Text section:
(And those are my favorite socks in the photo, too. Okay, they are kinda my only socks, hence the favored designation.)
A better and more descriptive update on my life is way overdue, but for now—THIS: I have healed enough of the brain impairment from Lyme disease that I can actually follow an honest-to-god real recipe.
This was impossible before. Totally impossible.
Who knew how much I love to cook, right? Could there actually have been a foodie buried under all that pain? I’m nodding my head with a resounding maybe.
Hmmmm—better yet, yes.
Food is life. Flavor is life. The desire to enjoy food is also the desire to live. And I won’t mention how many people with Lyme commit suicide, because let’s not go there, where it’s howling with darkness.
I can no longer eat at a restaurant, prolly not ever. At best—rarely. So what I make at home with organic whole mostly Paleo foods has to be exciting, and healing, and hopeful, too.
Has to be. Because hope is life driven.
And if you are fighting a disease with no known cure, trying to get to the mythical lands of remission, giving up hope will sink you faster than being swallowed by a sentient black abyss with two red glowing evil eyes. Being hopeless is pretty much being dead already.
At my lowest, toward the end of 2014 when I started treatment and learned what the horror of herxing truly means—when I struggled immensely just to count to three—I’m not kidding—struggled just to try to count my Cowden tincture drops into water to take my dose and not become hopelessly confused by the time I reached THREE drops, and then become further confused to which bottle I had JUST been holding; to now, when I can follow a complex recipe with teaspoons and tablespoons and temperature and succeed with my kitchen tools whisking and measuring and mincing up something quite tasty at the end.

Provided information:
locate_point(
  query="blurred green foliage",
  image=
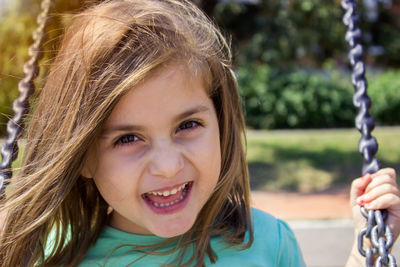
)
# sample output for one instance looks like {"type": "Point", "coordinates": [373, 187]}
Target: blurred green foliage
{"type": "Point", "coordinates": [286, 34]}
{"type": "Point", "coordinates": [321, 99]}
{"type": "Point", "coordinates": [16, 28]}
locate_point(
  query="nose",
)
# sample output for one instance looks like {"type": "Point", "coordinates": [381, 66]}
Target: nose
{"type": "Point", "coordinates": [166, 160]}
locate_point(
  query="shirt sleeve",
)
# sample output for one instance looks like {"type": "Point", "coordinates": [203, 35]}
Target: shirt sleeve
{"type": "Point", "coordinates": [289, 253]}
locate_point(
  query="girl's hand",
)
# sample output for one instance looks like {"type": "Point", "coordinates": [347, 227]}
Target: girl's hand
{"type": "Point", "coordinates": [376, 191]}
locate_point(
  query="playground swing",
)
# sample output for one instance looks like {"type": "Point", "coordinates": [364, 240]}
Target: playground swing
{"type": "Point", "coordinates": [379, 233]}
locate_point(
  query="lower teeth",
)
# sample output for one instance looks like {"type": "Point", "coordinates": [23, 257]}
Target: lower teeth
{"type": "Point", "coordinates": [170, 203]}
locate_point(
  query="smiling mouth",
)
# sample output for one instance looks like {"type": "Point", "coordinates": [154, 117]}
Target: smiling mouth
{"type": "Point", "coordinates": [168, 200]}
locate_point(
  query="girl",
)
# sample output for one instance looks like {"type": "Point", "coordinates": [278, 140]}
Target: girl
{"type": "Point", "coordinates": [134, 152]}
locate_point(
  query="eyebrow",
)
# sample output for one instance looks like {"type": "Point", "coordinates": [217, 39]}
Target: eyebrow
{"type": "Point", "coordinates": [130, 127]}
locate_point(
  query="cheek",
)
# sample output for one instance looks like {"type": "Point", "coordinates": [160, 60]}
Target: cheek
{"type": "Point", "coordinates": [114, 179]}
{"type": "Point", "coordinates": [206, 155]}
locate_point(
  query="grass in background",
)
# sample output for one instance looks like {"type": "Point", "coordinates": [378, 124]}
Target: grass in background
{"type": "Point", "coordinates": [313, 160]}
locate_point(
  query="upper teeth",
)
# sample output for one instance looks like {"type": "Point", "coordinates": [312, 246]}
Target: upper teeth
{"type": "Point", "coordinates": [167, 193]}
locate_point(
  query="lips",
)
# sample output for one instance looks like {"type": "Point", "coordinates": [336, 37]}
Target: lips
{"type": "Point", "coordinates": [166, 201]}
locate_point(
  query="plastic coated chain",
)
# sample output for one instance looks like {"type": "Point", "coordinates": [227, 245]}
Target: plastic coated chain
{"type": "Point", "coordinates": [380, 234]}
{"type": "Point", "coordinates": [26, 87]}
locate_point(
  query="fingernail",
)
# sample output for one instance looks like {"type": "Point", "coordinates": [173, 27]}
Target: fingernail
{"type": "Point", "coordinates": [365, 176]}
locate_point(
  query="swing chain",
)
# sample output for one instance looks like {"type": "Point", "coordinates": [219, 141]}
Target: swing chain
{"type": "Point", "coordinates": [26, 87]}
{"type": "Point", "coordinates": [380, 234]}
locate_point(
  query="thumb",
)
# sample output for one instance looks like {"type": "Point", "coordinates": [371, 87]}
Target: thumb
{"type": "Point", "coordinates": [358, 187]}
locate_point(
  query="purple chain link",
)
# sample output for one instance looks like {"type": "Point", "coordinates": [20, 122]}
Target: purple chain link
{"type": "Point", "coordinates": [380, 234]}
{"type": "Point", "coordinates": [26, 87]}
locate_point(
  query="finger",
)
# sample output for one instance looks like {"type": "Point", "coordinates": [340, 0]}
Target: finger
{"type": "Point", "coordinates": [358, 187]}
{"type": "Point", "coordinates": [379, 180]}
{"type": "Point", "coordinates": [378, 192]}
{"type": "Point", "coordinates": [388, 171]}
{"type": "Point", "coordinates": [383, 202]}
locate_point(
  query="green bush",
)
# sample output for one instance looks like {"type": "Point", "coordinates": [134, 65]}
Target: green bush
{"type": "Point", "coordinates": [384, 90]}
{"type": "Point", "coordinates": [274, 99]}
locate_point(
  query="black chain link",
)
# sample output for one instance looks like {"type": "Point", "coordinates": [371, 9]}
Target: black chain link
{"type": "Point", "coordinates": [380, 234]}
{"type": "Point", "coordinates": [26, 87]}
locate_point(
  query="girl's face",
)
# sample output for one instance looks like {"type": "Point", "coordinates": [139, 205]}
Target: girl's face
{"type": "Point", "coordinates": [158, 158]}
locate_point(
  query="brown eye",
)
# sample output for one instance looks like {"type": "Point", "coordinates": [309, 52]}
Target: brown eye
{"type": "Point", "coordinates": [127, 139]}
{"type": "Point", "coordinates": [188, 125]}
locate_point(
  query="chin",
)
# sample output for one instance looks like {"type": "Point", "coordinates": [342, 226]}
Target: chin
{"type": "Point", "coordinates": [168, 231]}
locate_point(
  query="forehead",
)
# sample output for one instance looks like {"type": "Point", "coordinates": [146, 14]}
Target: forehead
{"type": "Point", "coordinates": [162, 96]}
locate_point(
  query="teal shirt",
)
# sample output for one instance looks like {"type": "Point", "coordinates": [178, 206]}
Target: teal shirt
{"type": "Point", "coordinates": [274, 245]}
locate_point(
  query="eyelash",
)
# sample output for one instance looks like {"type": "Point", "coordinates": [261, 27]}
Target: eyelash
{"type": "Point", "coordinates": [122, 141]}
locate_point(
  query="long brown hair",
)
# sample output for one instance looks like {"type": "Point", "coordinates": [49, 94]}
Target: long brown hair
{"type": "Point", "coordinates": [108, 50]}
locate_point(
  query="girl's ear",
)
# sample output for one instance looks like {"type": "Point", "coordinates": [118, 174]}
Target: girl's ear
{"type": "Point", "coordinates": [86, 173]}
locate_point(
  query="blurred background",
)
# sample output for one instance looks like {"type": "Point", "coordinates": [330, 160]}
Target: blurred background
{"type": "Point", "coordinates": [291, 62]}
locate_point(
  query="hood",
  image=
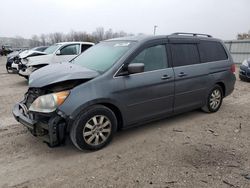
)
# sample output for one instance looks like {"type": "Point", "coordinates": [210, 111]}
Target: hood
{"type": "Point", "coordinates": [30, 53]}
{"type": "Point", "coordinates": [39, 60]}
{"type": "Point", "coordinates": [13, 54]}
{"type": "Point", "coordinates": [60, 72]}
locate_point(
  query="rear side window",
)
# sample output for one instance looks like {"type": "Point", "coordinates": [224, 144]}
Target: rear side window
{"type": "Point", "coordinates": [153, 58]}
{"type": "Point", "coordinates": [211, 51]}
{"type": "Point", "coordinates": [85, 47]}
{"type": "Point", "coordinates": [185, 54]}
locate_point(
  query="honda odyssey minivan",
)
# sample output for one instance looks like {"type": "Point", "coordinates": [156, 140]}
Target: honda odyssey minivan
{"type": "Point", "coordinates": [123, 82]}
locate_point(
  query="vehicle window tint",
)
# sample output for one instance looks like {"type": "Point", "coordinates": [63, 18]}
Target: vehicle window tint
{"type": "Point", "coordinates": [85, 47]}
{"type": "Point", "coordinates": [211, 51]}
{"type": "Point", "coordinates": [184, 54]}
{"type": "Point", "coordinates": [70, 50]}
{"type": "Point", "coordinates": [154, 58]}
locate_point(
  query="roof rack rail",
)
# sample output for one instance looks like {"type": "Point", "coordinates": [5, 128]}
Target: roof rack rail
{"type": "Point", "coordinates": [193, 34]}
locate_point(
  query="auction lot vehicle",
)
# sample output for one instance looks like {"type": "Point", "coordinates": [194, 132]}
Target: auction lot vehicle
{"type": "Point", "coordinates": [14, 59]}
{"type": "Point", "coordinates": [244, 72]}
{"type": "Point", "coordinates": [124, 82]}
{"type": "Point", "coordinates": [6, 49]}
{"type": "Point", "coordinates": [59, 52]}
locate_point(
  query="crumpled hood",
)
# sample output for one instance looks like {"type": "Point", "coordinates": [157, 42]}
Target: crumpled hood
{"type": "Point", "coordinates": [59, 72]}
{"type": "Point", "coordinates": [39, 60]}
{"type": "Point", "coordinates": [30, 53]}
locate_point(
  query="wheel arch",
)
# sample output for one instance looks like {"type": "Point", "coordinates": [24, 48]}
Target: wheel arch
{"type": "Point", "coordinates": [107, 103]}
{"type": "Point", "coordinates": [223, 87]}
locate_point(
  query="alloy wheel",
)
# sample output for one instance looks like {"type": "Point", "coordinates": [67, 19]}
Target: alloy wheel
{"type": "Point", "coordinates": [97, 130]}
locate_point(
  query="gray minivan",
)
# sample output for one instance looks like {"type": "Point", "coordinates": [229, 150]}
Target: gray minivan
{"type": "Point", "coordinates": [125, 82]}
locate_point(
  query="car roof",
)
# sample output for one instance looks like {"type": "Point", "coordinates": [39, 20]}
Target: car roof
{"type": "Point", "coordinates": [144, 38]}
{"type": "Point", "coordinates": [75, 42]}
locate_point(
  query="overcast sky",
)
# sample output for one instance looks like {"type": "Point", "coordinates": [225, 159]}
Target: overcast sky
{"type": "Point", "coordinates": [220, 18]}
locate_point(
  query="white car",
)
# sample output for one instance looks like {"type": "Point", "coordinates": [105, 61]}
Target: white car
{"type": "Point", "coordinates": [59, 52]}
{"type": "Point", "coordinates": [15, 66]}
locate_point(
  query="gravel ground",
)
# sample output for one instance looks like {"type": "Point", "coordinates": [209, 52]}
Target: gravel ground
{"type": "Point", "coordinates": [194, 149]}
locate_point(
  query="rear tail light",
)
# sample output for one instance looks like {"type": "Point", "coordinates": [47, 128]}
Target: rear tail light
{"type": "Point", "coordinates": [233, 68]}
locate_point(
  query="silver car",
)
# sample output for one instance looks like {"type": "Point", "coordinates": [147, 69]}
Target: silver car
{"type": "Point", "coordinates": [59, 52]}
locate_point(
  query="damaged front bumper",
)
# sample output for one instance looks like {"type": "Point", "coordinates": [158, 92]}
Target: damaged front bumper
{"type": "Point", "coordinates": [50, 127]}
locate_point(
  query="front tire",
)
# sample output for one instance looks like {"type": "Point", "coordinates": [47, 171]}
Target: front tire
{"type": "Point", "coordinates": [214, 100]}
{"type": "Point", "coordinates": [94, 128]}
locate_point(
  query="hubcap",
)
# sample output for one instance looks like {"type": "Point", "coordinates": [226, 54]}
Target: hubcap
{"type": "Point", "coordinates": [215, 99]}
{"type": "Point", "coordinates": [97, 130]}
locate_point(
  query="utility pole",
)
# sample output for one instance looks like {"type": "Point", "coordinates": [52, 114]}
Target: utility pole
{"type": "Point", "coordinates": [155, 29]}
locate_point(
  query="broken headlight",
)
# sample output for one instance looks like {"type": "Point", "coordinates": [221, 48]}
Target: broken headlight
{"type": "Point", "coordinates": [48, 103]}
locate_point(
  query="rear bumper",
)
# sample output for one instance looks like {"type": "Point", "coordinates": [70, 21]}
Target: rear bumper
{"type": "Point", "coordinates": [52, 132]}
{"type": "Point", "coordinates": [244, 73]}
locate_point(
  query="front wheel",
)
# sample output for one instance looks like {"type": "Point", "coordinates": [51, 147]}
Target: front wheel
{"type": "Point", "coordinates": [214, 100]}
{"type": "Point", "coordinates": [94, 128]}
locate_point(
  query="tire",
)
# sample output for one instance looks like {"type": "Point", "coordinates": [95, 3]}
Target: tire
{"type": "Point", "coordinates": [99, 124]}
{"type": "Point", "coordinates": [214, 100]}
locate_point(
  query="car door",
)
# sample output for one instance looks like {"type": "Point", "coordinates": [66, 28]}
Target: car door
{"type": "Point", "coordinates": [67, 53]}
{"type": "Point", "coordinates": [151, 93]}
{"type": "Point", "coordinates": [191, 77]}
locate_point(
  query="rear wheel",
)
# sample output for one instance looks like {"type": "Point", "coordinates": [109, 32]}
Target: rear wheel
{"type": "Point", "coordinates": [214, 100]}
{"type": "Point", "coordinates": [94, 128]}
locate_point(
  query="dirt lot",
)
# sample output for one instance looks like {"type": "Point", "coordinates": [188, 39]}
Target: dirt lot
{"type": "Point", "coordinates": [190, 150]}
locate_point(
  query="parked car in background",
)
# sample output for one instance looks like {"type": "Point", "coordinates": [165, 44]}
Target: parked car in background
{"type": "Point", "coordinates": [14, 59]}
{"type": "Point", "coordinates": [5, 50]}
{"type": "Point", "coordinates": [244, 72]}
{"type": "Point", "coordinates": [124, 82]}
{"type": "Point", "coordinates": [59, 52]}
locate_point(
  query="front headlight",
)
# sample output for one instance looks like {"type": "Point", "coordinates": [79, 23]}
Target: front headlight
{"type": "Point", "coordinates": [48, 103]}
{"type": "Point", "coordinates": [245, 63]}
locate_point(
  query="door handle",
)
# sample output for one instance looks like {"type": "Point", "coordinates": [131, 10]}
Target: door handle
{"type": "Point", "coordinates": [182, 74]}
{"type": "Point", "coordinates": [165, 77]}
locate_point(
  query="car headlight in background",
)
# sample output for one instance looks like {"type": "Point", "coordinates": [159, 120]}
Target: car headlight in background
{"type": "Point", "coordinates": [48, 103]}
{"type": "Point", "coordinates": [245, 63]}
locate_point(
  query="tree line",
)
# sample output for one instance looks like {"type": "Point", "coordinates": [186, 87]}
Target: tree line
{"type": "Point", "coordinates": [98, 35]}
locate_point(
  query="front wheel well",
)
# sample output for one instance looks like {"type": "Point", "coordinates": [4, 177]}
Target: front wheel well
{"type": "Point", "coordinates": [117, 112]}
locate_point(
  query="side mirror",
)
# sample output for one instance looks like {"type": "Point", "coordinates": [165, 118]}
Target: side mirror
{"type": "Point", "coordinates": [58, 52]}
{"type": "Point", "coordinates": [135, 68]}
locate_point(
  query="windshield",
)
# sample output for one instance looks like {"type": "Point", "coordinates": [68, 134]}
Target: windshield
{"type": "Point", "coordinates": [51, 49]}
{"type": "Point", "coordinates": [103, 55]}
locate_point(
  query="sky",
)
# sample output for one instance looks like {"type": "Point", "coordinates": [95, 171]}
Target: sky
{"type": "Point", "coordinates": [220, 18]}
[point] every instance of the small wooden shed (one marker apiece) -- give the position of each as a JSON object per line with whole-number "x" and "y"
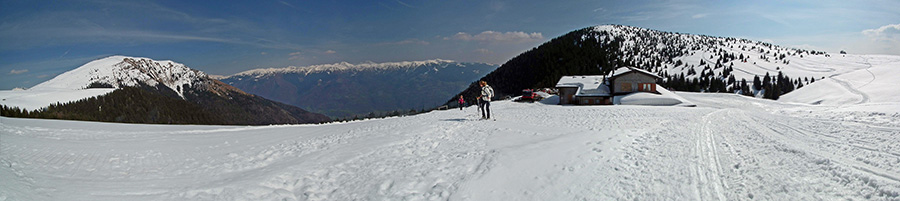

What you need to do:
1. According to the Lyme disease post, where can the writer no longer eat?
2. Please list every quality the Lyme disease post says the writer's home cooking has to have.
3. In the Lyme disease post, why does the food the writer makes at home have to be exciting and hopeful?

Answers to the problems:
1. At a restaurant.

2. Exciting, healing, and hopeful.

3. The writer can no longer eat at a restaurant, and probably never will, so the meals made at home have to carry that excitement and hope. The post adds that this matters because "hope is life driven."